### Extracted text
===

Harvard, Mass.: What's a little town to do with $2.2 million?
| Harvard, Mass.
Soon the apple orchards, for which Harvard is best known, will be draped with fragrant blossoms. Of course, this calls for a celebration, so there will be a festival with tours of the orchards for visitors and a crafts show on the town common.
This year, these events will be especially welcome. They will help divert attention from a controversy that has thrust the rural New England community unwillingly into the national spotlight.
For a quiet town of barely 4,400 people, Harvard has had more than its share of attention lately.
In early March reporters and scientists converged on the town for an event most townspeople didn't even realize was happening here. It was the kickoff of a 24-hour-a-day, year-round effort to listen in on outer space in case alien life is trying to communicate with Earth. Harvard is the home of an observatory operated by the well-known university of the same name, 30 odd miles to the east.
Now some of those reporters have returned, drawn by an entirely different issue. And this time the local people realize only too well what is happening.
It is a dispute over a lot of money.
In an age when most cities and towns across the United States bemoan having too little government aid, Harvard is getting more than it needs - or at least more than many here think it is entitled to.
The town drew $505,983 in state assistance for fiscal 1981 on the basis of its population. But in 1982, the state began including the population of Fort Devens, a US Army base that cuts across one edge of town, in Harvard's total when the time came to allocate local aid. That raised the population count to more than 12,000. It also quadrupled the aid - to $2.2 million. For fiscal 1983, the amount dropped, but only slightly, to $2.1 million.
Other towns might be thrilled with the windfall. Harvard isn't.
''It's not a nice problem at all,'' says the Rev. Malcolm Sutherland Jr., pastor of the Harvard Unitarian Church. ''It has been embarrassing.''
The town is already affluent. Other than the orchards, it has a tiny commercial base. But some residents hold prominent jobs in the high-tech firms for which Massachusetts is famous. Others are professors at that other Harvard.
Homes here sell for anywhere from $100,000 to more than $400,000. They tend to be gracious, many with attached greenhouses, tennis courts, swimming pools, studios over the garage, or corrals for horses.
Meanwhile, other towns in the state - including some of Harvard's immediate neighbors - are strapped for money and could use much more state aid than they are receiving now. Under a 1980 Massachusetts law, communities may not spend more than 21/2 times the assessed value of all their real property. As a result, many have had to cut back on such municipal services as police and fire protection, and the like.
Finally, Fort Devens is really not part of the fabric of Harvard - socially, economically, or in any other sense. Its troops do not live, shop, seek entertainment, attend church, or send their children to school here. For these, they turn to neighboring Ayer, Mass., within which most of the fort lies. (Ayer does not qualify for extra state aid, as Harvard does, but it does receive federal ''impact aid'' for the educational services it provides.)

===

### Data lines
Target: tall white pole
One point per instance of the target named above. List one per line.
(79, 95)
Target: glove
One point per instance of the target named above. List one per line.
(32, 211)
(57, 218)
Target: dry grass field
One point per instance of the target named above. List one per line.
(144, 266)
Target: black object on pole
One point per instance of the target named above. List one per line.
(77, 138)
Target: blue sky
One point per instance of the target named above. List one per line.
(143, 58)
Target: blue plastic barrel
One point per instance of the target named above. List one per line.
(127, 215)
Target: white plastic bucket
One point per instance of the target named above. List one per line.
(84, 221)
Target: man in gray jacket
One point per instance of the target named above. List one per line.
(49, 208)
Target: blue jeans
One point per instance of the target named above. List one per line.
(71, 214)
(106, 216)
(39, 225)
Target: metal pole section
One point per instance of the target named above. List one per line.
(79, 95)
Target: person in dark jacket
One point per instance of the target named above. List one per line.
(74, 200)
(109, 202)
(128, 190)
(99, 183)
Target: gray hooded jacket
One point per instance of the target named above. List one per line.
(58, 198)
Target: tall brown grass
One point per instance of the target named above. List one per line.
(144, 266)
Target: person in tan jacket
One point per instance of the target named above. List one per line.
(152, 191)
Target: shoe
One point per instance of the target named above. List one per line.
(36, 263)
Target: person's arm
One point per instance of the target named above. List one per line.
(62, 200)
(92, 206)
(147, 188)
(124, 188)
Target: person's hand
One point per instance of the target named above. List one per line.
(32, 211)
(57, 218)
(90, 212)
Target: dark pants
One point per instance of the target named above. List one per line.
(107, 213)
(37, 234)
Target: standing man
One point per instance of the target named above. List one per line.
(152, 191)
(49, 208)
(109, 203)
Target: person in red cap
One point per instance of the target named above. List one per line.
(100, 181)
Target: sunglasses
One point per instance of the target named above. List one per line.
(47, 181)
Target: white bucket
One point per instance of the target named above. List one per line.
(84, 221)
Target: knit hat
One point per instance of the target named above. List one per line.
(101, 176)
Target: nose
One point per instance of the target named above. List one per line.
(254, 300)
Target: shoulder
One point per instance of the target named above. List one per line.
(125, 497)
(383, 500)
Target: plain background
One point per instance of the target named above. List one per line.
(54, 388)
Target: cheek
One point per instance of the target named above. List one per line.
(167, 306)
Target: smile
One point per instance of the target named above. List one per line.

===

Extend the article about Harvard, Massachusetts, and its $2.2 million in state aid, picking up after its final sentence.

### Output of the exercise
About all Harvard does for the base is serve as the recorder of deaths that occur there. Well, not quite all: Some residents allow Army spotters to use their land as an observation post during mortar-firing exercises on the base.
The Harvard Post, a 10-year-old weekly that prides itself on ''100 percent coverage'' of the town, editorialized against the aid windfall in its Jan. 28 issue.
''There must be some way to get the formula corrected - or the population justified - so as to more equitably reflect Harvard's 'need,' '' it said in part. ''At the very least, we must seriously look for a way of using the town's state aid money to benefit fellow Massachusetts residents who are truly in need.''
Some residents agree, as their letters to the Post make plain. Many others do not. By one account, the town is split into as many as six factions over the issue.
''I think a lot of townspeople are doing a super job of trying to think the thing through,'' Mr. Sutherland says. But he adds, ''Some are discussing it at a level that is not useful.''
Dairy farmer Buzzy Watt isn't necessarily one of those the minister refers to. But he, for one, wants to cut off the flow of extra money now before the town begins depending on it.
Mr. Watt, who has lived here for more than 40 years, says Harvard ''used to be a nickel-and-dime town. Every line in the budget was questioned. People were involved more; they tried harder. I'm afraid we might lose that.''
It wasn't long ago, Watt says, that $2.2 million would just about cover the entire town budget for one fiscal year.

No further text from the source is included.